**EXERCISE DIRECTIONS**. Copy the records below word for word, from the line with "Q. Locate the bare" to the line with "pixel 273 79", including both of those lines.
— BEGIN DATA ROWS —
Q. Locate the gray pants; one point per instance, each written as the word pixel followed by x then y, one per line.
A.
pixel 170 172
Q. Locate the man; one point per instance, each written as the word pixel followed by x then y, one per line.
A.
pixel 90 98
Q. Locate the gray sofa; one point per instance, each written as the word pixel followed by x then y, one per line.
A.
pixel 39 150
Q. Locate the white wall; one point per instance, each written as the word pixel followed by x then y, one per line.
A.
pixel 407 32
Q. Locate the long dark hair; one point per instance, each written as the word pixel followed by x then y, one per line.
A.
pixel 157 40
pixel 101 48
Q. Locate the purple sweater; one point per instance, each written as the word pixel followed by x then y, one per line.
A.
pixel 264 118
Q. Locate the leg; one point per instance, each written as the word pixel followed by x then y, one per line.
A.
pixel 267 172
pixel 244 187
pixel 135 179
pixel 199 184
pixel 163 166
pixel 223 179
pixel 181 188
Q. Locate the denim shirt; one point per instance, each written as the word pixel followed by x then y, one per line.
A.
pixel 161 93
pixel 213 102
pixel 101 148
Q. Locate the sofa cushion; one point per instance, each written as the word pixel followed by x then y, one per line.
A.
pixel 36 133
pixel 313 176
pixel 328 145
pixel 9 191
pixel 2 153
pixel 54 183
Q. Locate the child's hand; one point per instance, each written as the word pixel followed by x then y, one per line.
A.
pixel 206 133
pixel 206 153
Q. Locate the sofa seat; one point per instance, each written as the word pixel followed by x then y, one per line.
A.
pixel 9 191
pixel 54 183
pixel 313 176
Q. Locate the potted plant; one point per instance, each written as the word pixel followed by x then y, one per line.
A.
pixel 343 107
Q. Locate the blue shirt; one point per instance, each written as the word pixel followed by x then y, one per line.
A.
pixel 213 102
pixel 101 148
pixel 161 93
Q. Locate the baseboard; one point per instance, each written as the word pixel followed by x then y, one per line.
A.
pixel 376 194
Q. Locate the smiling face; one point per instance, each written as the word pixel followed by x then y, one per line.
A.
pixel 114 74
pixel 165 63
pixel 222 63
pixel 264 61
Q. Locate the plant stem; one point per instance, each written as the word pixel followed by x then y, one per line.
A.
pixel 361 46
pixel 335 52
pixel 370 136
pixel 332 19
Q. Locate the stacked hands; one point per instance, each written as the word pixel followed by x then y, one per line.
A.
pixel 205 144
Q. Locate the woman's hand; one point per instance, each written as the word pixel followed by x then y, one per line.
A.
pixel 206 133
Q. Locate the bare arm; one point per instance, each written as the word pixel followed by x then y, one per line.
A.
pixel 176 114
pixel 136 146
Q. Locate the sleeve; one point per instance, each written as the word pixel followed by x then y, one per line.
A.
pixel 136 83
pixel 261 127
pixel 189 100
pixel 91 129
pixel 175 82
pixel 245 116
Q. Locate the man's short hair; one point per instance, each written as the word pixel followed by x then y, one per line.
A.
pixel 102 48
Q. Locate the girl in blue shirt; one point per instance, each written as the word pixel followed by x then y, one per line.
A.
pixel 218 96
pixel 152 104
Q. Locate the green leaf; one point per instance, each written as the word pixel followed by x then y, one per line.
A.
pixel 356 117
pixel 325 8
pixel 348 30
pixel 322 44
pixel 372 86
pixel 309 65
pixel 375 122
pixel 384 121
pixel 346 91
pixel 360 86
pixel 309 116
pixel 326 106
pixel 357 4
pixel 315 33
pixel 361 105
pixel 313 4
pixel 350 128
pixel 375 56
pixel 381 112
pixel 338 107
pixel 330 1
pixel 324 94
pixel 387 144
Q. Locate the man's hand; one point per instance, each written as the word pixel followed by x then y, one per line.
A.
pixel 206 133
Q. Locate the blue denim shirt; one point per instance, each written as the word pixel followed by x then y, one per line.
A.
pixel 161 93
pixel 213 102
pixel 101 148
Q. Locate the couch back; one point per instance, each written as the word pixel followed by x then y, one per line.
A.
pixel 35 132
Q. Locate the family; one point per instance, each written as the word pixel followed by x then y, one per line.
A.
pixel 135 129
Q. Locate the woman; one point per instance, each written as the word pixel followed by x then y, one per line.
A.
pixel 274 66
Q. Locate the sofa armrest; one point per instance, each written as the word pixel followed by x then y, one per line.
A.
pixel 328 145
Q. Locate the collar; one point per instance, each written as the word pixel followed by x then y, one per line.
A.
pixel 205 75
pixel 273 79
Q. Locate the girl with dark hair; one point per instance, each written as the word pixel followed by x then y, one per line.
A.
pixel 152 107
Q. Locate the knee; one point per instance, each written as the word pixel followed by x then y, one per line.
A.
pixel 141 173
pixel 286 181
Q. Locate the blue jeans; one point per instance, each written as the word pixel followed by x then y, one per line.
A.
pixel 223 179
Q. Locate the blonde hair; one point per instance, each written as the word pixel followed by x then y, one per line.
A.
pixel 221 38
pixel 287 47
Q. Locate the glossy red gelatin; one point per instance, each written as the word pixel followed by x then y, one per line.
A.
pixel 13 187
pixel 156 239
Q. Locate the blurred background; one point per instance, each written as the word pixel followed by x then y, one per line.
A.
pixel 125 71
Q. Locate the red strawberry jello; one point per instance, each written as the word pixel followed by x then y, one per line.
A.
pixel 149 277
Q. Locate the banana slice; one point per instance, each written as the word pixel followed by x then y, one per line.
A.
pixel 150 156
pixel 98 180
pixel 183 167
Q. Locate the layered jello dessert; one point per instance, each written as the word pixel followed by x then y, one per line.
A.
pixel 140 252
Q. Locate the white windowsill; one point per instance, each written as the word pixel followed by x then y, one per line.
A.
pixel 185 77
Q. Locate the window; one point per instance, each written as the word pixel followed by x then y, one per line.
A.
— END DATA ROWS —
**COMPLETE RESPONSE**.
Q. Locate the bare arm; one point per instance, each written as the word pixel followed by x then y, one per line.
A.
pixel 176 114
pixel 136 146
Q. Locate the sleeve; one point per instance, each written as the word pixel followed by x then y, one per line.
A.
pixel 136 83
pixel 261 127
pixel 189 100
pixel 91 129
pixel 175 82
pixel 245 116
Q. Locate the man's short hair; one point per instance, each written as the word pixel followed by x then y, one per line.
A.
pixel 102 48
Q. Locate the girl in blue shirt; one point per instance, each written as the word pixel followed by x then y, one per line.
A.
pixel 218 96
pixel 152 104
Q. Locate the green leaf; one point per instance, each written as the word pixel followed by x then y, one per line.
A.
pixel 356 117
pixel 325 8
pixel 348 30
pixel 322 44
pixel 372 86
pixel 309 65
pixel 375 122
pixel 384 121
pixel 346 91
pixel 360 86
pixel 309 116
pixel 326 106
pixel 357 4
pixel 315 33
pixel 361 105
pixel 313 4
pixel 350 128
pixel 375 56
pixel 381 112
pixel 338 107
pixel 330 1
pixel 324 94
pixel 387 144
Q. Locate the man's hand; one point per instance, each written as the word pixel followed by x then y, one per line.
A.
pixel 206 133
Q. Locate the blue denim shirt; one point per instance, each written as the word pixel followed by x then y, one per line.
A.
pixel 161 93
pixel 213 102
pixel 101 148
Q. Locate the couch back; one point per instance, each written as the word pixel followed by x then y, one per line.
A.
pixel 35 132
Q. Locate the family; one point per instance, each written as the word pixel followed by x then y, one per line.
A.
pixel 135 129
Q. Locate the woman; one point per instance, each written as the word pixel followed by x then y, one per line.
A.
pixel 274 66
Q. Locate the sofa armrest; one point per instance, each written as the word pixel followed by x then y, one per line.
A.
pixel 328 145
Q. Locate the collar; one point per instance, each written as the word pixel followed by x then y, one per line.
A.
pixel 205 75
pixel 273 79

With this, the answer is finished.